— What is needed —
Return only the stretch of the material below that begins with the line containing "the white background" and ends with the line containing "of the asparagus", exactly; both of those lines belong to it.

— Data to use —

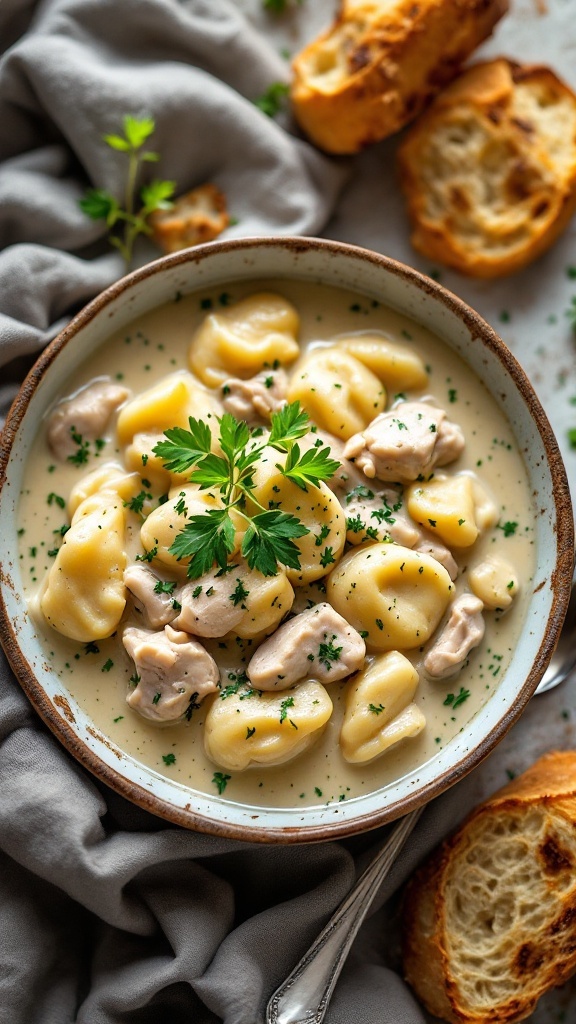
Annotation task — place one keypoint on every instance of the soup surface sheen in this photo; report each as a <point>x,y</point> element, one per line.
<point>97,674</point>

--

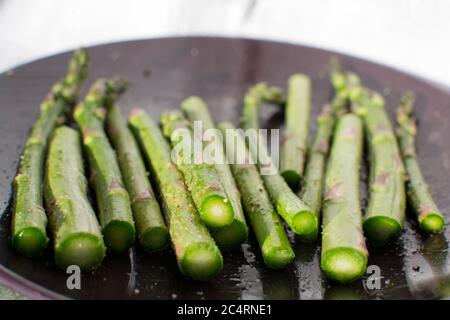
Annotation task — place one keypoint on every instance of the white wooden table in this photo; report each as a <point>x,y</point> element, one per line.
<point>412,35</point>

...

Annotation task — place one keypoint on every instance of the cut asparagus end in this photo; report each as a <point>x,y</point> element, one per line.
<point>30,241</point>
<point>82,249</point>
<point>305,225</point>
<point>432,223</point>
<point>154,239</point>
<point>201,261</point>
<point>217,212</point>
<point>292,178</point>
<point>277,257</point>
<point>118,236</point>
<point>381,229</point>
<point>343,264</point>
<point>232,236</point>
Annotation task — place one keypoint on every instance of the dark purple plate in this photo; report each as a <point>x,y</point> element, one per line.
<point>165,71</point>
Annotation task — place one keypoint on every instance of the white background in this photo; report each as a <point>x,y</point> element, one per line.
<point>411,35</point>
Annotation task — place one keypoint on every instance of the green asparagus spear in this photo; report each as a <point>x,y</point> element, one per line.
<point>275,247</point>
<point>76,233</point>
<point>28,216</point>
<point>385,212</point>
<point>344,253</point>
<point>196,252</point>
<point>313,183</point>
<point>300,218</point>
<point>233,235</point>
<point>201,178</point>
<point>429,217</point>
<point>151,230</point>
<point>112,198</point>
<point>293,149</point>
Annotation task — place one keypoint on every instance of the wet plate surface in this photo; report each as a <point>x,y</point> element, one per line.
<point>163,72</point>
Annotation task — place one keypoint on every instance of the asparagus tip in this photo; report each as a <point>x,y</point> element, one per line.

— Output of the task —
Annotation task — place one keypoint on every instance of the white background in this photo; report each as a <point>x,y</point> element, one per line.
<point>411,35</point>
Annotation task — place one keypoint on every instance of the green asparagus spear in this photo; report each as a <point>x,y</point> element, one per line.
<point>275,247</point>
<point>76,233</point>
<point>28,216</point>
<point>385,212</point>
<point>344,253</point>
<point>196,252</point>
<point>313,183</point>
<point>300,218</point>
<point>233,235</point>
<point>201,178</point>
<point>429,217</point>
<point>151,230</point>
<point>112,198</point>
<point>293,149</point>
Annotation task — place one keypoint on every instance of the wet plate surface in this photo; report each as a <point>x,y</point> element, one per line.
<point>163,72</point>
Annotation task — place one keypoint on every instance of the asparagus tip in this photo; report each as a <point>x,y</point> element, one per line.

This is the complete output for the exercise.